◆ Instructions to follow
Print exactly the lines from the one containing "glove and report the position of each." through the last line of the records below, both included, and nothing else; omit any pictures.
Start of Data excerpts
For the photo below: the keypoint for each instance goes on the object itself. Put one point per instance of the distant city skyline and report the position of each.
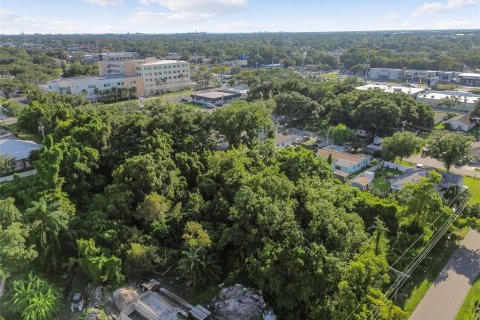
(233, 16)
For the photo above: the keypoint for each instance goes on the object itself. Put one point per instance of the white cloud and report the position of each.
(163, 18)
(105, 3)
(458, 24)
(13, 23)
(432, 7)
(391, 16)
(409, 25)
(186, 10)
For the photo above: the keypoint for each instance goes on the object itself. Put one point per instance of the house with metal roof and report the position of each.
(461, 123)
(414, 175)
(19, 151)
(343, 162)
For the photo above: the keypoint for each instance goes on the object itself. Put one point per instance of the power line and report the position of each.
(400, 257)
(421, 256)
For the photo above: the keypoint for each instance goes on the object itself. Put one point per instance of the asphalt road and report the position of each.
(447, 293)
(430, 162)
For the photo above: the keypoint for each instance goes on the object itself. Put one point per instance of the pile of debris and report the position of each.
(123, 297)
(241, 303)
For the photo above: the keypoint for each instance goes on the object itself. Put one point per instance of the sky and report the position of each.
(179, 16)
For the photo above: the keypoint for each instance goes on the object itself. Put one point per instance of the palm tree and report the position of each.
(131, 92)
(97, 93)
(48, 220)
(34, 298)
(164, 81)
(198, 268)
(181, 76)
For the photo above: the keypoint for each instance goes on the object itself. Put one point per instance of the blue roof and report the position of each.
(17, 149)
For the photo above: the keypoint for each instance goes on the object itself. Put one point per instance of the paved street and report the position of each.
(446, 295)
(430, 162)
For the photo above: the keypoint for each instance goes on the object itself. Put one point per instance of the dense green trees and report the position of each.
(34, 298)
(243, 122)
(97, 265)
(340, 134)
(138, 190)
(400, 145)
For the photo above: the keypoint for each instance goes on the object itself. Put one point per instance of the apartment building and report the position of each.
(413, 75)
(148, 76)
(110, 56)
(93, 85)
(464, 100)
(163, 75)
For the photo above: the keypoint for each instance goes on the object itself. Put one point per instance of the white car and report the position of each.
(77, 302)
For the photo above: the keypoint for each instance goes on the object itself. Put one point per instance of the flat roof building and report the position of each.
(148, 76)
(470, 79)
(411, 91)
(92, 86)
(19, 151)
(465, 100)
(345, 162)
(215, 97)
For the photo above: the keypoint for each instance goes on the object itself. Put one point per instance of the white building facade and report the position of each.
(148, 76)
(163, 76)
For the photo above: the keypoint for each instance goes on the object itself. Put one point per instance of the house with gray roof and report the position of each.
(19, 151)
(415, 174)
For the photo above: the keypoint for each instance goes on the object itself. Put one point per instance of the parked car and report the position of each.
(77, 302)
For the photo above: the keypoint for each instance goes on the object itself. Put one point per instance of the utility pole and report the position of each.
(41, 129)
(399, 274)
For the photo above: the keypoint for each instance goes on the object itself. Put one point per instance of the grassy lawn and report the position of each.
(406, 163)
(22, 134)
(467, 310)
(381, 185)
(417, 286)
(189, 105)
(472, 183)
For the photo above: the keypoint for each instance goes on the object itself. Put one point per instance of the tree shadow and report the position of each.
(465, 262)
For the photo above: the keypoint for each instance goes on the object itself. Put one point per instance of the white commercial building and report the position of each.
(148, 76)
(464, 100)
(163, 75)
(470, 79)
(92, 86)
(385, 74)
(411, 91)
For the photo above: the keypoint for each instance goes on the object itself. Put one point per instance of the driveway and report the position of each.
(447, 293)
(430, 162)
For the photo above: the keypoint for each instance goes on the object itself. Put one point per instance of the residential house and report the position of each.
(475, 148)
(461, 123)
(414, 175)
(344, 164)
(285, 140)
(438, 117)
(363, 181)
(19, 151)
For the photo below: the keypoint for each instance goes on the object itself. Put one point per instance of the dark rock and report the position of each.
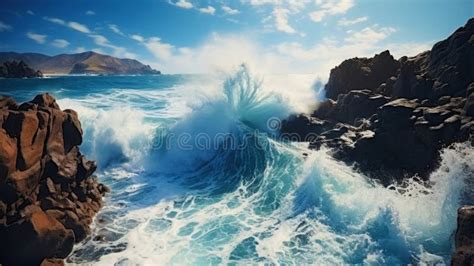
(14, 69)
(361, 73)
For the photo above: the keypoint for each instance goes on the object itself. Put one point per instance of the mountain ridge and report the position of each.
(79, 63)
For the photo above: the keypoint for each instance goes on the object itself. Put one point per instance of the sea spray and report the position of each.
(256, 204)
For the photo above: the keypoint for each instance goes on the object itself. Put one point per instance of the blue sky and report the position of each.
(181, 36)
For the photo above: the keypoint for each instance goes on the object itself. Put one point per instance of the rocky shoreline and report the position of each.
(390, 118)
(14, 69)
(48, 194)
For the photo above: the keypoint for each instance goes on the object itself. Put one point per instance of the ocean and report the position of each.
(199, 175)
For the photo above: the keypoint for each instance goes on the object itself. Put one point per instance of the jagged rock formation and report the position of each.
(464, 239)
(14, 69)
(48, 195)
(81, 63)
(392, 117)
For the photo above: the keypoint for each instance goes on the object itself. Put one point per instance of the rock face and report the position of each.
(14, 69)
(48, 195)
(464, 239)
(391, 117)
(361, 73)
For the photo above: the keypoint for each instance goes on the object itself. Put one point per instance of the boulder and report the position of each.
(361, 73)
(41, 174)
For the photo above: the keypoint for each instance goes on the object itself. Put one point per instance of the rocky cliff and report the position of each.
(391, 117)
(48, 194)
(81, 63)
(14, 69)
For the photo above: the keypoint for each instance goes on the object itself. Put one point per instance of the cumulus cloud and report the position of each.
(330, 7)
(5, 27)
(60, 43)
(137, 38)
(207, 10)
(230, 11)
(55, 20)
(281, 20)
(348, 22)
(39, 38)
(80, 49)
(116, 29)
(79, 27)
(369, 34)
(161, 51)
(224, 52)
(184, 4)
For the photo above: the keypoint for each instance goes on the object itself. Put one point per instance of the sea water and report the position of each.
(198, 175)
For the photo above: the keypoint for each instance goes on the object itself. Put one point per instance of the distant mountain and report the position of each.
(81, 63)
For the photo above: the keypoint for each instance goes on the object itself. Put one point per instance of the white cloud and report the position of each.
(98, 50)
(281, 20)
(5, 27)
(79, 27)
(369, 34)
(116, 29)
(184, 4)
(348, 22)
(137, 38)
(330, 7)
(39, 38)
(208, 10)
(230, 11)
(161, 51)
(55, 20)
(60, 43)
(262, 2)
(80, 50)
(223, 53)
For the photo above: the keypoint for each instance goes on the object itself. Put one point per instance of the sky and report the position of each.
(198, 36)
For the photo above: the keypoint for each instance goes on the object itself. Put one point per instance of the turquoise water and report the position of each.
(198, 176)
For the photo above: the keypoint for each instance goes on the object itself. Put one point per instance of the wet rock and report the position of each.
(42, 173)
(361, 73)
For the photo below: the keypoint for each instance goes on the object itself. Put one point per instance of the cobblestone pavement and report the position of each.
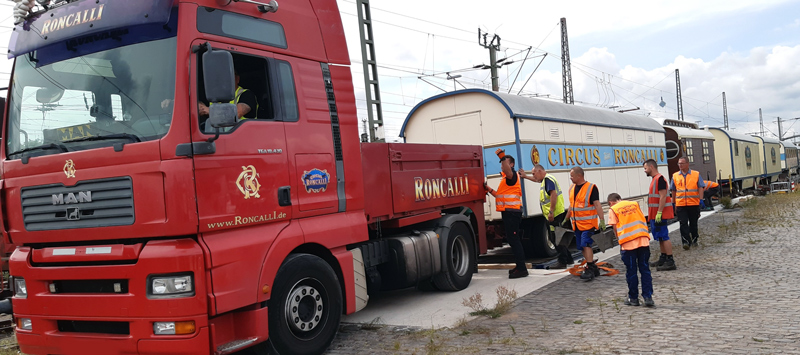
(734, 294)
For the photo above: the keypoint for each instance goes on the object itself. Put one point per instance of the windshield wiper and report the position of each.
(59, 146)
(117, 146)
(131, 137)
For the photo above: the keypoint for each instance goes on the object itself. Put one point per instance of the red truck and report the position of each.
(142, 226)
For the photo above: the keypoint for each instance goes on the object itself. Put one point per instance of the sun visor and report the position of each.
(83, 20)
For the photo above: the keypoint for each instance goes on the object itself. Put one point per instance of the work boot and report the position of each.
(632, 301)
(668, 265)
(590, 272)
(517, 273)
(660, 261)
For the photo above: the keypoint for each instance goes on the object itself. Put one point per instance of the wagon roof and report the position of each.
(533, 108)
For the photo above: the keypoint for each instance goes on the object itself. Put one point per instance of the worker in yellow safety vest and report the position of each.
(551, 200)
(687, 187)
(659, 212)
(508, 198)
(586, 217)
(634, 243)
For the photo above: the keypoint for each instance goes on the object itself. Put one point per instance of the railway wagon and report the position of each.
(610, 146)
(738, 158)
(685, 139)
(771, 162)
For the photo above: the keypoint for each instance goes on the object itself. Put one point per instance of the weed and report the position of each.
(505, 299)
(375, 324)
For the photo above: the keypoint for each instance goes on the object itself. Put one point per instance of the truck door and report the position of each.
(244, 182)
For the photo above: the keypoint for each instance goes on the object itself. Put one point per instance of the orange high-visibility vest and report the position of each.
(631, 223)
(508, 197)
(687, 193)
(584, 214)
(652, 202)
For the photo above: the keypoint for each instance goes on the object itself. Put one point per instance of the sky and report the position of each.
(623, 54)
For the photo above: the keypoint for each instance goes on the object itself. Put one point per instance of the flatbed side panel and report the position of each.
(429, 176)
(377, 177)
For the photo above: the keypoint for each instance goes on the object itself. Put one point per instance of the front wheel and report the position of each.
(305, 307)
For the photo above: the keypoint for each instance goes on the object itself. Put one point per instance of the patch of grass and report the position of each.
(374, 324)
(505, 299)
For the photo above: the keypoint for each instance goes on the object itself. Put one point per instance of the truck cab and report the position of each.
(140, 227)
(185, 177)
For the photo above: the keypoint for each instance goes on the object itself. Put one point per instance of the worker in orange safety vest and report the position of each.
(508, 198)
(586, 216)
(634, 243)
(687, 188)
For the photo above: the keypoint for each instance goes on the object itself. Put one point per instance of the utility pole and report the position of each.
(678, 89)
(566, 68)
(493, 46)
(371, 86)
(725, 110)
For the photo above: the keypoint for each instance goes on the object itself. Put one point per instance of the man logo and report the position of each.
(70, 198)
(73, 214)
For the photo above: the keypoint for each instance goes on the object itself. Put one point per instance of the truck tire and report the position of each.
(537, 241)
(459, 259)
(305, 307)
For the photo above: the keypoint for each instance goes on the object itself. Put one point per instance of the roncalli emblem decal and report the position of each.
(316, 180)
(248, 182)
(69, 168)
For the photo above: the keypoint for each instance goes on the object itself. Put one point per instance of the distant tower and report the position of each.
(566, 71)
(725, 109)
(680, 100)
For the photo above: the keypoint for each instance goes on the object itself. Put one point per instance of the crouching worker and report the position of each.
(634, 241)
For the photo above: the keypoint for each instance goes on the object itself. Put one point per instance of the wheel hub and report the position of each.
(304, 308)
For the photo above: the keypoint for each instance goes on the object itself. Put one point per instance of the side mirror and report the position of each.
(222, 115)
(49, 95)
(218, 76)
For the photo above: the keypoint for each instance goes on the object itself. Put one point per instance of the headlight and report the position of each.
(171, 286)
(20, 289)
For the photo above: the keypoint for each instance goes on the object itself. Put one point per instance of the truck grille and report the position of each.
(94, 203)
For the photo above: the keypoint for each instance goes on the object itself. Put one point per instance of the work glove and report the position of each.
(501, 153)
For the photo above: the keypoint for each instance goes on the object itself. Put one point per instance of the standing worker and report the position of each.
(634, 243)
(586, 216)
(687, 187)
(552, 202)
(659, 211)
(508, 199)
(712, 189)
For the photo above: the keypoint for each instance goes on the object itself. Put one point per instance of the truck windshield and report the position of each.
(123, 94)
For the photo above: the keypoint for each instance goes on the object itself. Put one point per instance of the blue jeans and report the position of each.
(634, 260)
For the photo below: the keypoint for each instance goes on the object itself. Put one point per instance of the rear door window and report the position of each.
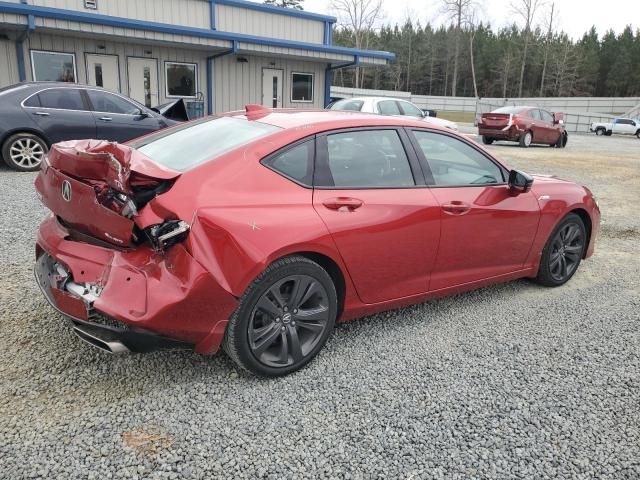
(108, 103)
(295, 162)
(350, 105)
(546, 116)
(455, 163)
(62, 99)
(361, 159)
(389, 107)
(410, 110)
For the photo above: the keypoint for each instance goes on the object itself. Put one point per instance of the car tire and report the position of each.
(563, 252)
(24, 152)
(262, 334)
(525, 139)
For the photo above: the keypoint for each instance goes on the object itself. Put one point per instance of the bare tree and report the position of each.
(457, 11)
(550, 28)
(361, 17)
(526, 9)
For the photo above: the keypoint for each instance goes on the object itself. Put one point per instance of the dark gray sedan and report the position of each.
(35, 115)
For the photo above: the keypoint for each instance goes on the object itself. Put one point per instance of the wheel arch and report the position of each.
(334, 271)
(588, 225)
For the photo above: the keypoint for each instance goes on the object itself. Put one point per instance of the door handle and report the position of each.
End of Data excerpts
◆ Answer box
For the photo above: the keypoint for each instance goes on the object itself. Put one point per instance of the work glove and report the position of each.
(501, 153)
For the photo above: the keypoint for each instance goes on the object itself. Put one point per instance of the standing worker and report the position of each.
(634, 243)
(586, 216)
(687, 187)
(552, 202)
(659, 211)
(508, 199)
(712, 189)
For the photo above: the keypoint for each instance goes on the object itself. Put one point per instance of the truck windshield and report the position of each.
(123, 94)
For the photo above: the keypoint for each instance goes on the object itself. Put one point per instance of the blue jeans and report the position of each.
(634, 260)
For the photo below: the keypoint for each instance goes on the object itself. Put one point per instance of the rear door window and report the position of each.
(108, 103)
(295, 162)
(350, 105)
(546, 116)
(455, 163)
(62, 99)
(361, 159)
(389, 107)
(410, 110)
For the photo above: the keypoint for each instance goes on the object itself. Put one point per instance of the car tire and report the position of each.
(563, 252)
(24, 152)
(262, 334)
(525, 139)
For the photo above: the keypoint for each instance goes on the object itself. Put one point per instance of the bare tree and report the position of each.
(457, 11)
(550, 28)
(361, 17)
(526, 9)
For the photo above: the keypoint for each instance goes on the object itself. Put one point per instance of the dark gray sedan and report the position of each.
(35, 115)
For the photo above: the keypoint for each instance goes on the object itself. Put one point per instance of the wheel arch and report the position of each.
(334, 271)
(588, 225)
For the photo above: the keypoint for each instance goes on the object itself. Put one point per instance of the door handle and report the position of each.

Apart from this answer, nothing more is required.